● **EXERCISE BRIEF**
Pull out every line in the entries below that contains the word "soldier".

● **DATA ENTRIES**
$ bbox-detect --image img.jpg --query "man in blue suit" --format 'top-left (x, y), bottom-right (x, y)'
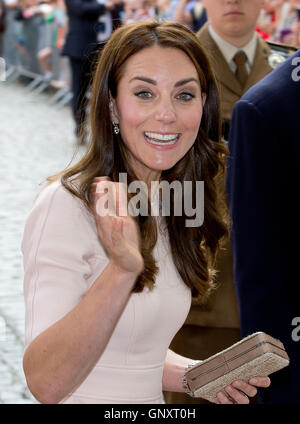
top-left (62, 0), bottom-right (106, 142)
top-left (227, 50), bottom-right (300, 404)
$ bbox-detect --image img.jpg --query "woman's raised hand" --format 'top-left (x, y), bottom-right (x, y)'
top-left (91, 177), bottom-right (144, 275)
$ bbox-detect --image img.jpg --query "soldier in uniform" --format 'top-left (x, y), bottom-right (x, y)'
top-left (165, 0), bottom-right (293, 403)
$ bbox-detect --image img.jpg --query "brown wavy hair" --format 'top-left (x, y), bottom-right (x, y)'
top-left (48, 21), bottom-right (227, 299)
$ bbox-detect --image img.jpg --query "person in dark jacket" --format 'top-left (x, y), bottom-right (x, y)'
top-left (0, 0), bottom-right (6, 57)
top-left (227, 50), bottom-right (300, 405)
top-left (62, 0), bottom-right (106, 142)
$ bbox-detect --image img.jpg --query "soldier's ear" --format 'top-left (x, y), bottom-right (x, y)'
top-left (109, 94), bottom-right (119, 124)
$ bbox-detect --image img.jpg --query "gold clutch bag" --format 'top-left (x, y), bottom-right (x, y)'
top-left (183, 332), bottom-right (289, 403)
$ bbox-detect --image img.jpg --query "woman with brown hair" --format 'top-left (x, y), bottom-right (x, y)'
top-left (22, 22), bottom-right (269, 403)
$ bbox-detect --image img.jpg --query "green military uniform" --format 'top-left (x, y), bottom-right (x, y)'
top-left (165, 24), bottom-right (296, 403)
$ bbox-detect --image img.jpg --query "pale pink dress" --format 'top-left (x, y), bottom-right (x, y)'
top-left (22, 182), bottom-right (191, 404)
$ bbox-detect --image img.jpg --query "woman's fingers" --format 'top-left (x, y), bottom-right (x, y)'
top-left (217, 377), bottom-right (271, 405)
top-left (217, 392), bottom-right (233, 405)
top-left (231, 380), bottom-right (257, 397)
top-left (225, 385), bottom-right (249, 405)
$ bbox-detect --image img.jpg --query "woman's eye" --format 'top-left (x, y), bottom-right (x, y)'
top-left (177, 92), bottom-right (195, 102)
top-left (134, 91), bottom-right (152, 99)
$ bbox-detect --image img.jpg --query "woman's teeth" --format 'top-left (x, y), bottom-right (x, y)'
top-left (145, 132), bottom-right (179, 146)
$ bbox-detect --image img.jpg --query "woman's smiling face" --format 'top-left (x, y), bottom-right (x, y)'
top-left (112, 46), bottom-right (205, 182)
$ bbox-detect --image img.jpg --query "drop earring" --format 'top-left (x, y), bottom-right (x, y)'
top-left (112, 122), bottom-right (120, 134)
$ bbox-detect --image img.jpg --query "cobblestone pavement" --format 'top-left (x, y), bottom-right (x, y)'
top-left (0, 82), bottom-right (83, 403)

==

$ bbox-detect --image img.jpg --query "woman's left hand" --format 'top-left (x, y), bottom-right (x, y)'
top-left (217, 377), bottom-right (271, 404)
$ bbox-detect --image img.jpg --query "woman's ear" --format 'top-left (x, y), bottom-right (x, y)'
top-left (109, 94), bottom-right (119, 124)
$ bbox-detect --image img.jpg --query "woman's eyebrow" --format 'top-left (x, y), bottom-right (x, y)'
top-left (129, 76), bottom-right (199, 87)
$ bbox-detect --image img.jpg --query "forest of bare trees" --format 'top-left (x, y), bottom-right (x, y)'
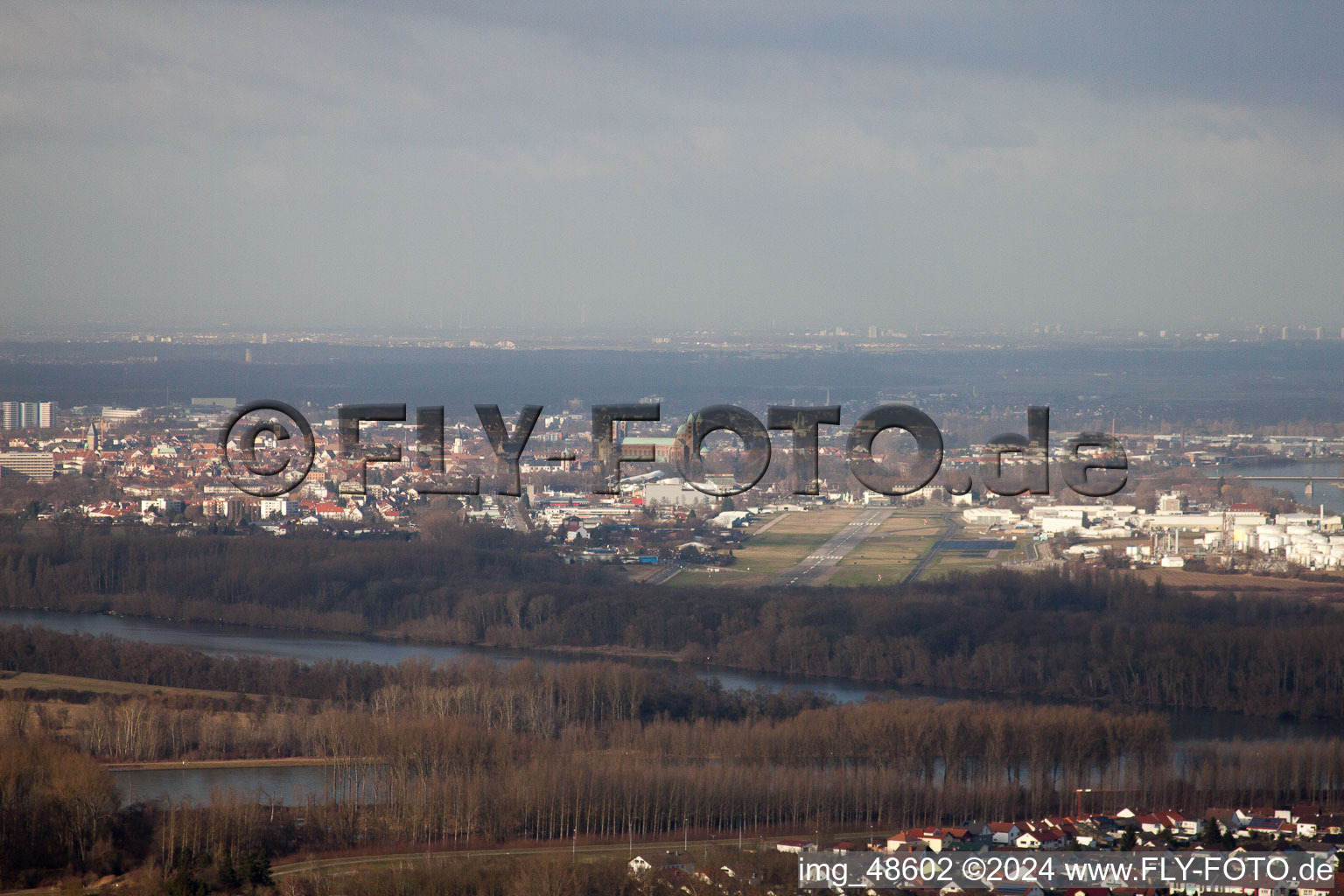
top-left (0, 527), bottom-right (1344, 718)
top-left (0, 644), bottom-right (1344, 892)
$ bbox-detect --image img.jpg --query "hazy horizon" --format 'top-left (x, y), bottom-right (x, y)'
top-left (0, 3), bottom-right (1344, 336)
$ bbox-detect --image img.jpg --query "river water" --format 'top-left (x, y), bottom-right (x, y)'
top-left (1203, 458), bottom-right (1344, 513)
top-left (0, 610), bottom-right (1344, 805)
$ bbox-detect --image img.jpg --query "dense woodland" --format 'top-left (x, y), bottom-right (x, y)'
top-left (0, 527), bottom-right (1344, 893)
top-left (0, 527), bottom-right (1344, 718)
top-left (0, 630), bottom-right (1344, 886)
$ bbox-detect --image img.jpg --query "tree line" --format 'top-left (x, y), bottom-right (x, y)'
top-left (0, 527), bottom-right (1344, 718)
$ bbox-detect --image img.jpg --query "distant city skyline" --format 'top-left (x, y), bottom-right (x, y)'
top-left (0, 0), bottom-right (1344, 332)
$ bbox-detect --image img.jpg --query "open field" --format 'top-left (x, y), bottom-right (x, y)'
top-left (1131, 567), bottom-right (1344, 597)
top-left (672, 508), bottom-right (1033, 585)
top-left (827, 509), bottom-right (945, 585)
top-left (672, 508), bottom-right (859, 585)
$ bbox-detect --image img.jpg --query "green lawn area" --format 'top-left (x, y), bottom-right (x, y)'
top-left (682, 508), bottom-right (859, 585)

==

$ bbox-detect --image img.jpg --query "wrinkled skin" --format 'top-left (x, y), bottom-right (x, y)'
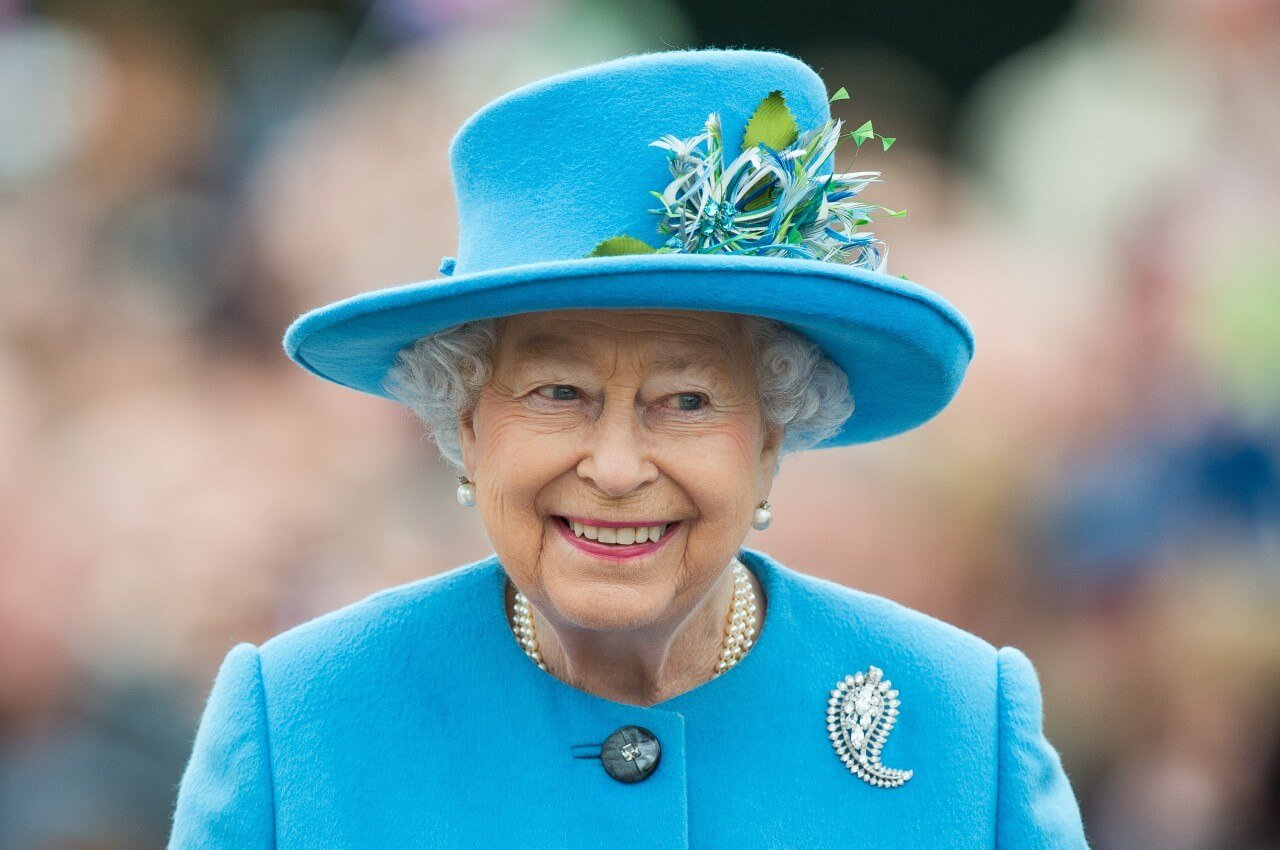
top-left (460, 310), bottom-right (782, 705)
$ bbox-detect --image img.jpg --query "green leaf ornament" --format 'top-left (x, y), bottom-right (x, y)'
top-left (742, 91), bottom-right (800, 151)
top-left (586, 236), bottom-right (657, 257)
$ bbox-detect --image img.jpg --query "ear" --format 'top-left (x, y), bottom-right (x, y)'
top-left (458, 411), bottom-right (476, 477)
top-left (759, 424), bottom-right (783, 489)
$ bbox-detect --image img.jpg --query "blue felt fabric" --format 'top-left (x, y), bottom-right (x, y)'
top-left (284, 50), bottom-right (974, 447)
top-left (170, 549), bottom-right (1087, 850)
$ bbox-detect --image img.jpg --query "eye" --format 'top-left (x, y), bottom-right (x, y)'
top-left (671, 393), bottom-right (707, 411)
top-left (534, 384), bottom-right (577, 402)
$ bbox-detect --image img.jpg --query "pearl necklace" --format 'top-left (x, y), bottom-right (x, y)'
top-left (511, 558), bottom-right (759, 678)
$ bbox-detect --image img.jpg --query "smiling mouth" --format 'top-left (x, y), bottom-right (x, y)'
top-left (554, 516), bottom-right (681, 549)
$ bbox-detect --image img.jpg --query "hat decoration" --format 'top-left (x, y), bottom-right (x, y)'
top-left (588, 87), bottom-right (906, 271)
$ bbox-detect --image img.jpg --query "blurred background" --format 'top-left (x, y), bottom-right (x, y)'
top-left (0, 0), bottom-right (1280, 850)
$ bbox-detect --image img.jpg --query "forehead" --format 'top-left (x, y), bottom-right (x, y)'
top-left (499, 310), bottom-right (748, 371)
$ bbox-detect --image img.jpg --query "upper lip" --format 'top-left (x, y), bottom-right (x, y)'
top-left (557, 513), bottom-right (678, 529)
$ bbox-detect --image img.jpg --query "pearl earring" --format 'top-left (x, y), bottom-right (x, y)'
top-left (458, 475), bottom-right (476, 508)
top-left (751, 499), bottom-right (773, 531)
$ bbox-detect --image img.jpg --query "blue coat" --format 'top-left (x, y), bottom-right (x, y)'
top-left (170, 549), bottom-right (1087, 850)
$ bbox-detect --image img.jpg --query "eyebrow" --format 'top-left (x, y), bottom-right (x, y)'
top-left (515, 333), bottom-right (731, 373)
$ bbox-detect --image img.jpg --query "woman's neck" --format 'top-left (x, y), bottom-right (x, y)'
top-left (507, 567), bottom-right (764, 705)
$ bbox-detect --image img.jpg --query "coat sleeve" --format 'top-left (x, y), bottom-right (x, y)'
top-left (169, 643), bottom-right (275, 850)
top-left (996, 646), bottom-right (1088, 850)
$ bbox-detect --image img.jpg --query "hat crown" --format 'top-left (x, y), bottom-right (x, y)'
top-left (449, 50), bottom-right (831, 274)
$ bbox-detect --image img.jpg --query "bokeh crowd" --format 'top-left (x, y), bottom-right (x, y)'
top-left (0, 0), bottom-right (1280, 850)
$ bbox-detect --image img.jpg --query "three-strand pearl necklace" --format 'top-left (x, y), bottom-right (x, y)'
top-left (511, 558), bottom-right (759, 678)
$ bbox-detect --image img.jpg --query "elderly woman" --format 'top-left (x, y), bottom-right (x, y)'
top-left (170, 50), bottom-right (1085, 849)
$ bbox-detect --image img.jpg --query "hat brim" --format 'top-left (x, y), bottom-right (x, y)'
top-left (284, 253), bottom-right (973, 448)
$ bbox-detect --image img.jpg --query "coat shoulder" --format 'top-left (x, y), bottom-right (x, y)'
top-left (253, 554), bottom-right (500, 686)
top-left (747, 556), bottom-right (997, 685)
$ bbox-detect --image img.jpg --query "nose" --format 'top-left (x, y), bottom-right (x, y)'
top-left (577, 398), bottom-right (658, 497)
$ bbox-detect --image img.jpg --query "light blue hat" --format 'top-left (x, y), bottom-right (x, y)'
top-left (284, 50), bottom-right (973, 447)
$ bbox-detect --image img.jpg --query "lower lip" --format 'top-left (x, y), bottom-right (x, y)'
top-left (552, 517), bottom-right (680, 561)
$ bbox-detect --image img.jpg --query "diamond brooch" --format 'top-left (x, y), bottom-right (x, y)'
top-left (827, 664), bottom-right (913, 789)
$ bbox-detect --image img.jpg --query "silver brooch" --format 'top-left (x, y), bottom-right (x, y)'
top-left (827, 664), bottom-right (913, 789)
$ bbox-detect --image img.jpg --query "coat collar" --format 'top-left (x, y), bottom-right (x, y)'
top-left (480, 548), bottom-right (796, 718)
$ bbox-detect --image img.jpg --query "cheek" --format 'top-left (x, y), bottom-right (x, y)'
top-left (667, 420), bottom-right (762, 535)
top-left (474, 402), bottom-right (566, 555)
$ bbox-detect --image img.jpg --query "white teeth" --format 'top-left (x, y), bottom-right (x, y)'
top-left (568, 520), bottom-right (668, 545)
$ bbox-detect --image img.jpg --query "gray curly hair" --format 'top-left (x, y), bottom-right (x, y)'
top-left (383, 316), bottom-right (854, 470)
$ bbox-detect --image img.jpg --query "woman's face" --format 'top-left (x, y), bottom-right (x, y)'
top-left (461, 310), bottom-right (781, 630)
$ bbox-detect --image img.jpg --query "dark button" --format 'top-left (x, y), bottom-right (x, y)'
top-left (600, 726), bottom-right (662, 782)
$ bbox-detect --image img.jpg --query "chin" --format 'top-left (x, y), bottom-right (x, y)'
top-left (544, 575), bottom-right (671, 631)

● **TASK ANSWER**
$ bbox-detect --image img.jpg --query "soldier in uniform" --format 'top-left (x, y), bottom-right (x, y)'
$ bbox-detect --image img.jpg --query "soldier's ear" --format 'top-left (x, y), bottom-right (x, y)'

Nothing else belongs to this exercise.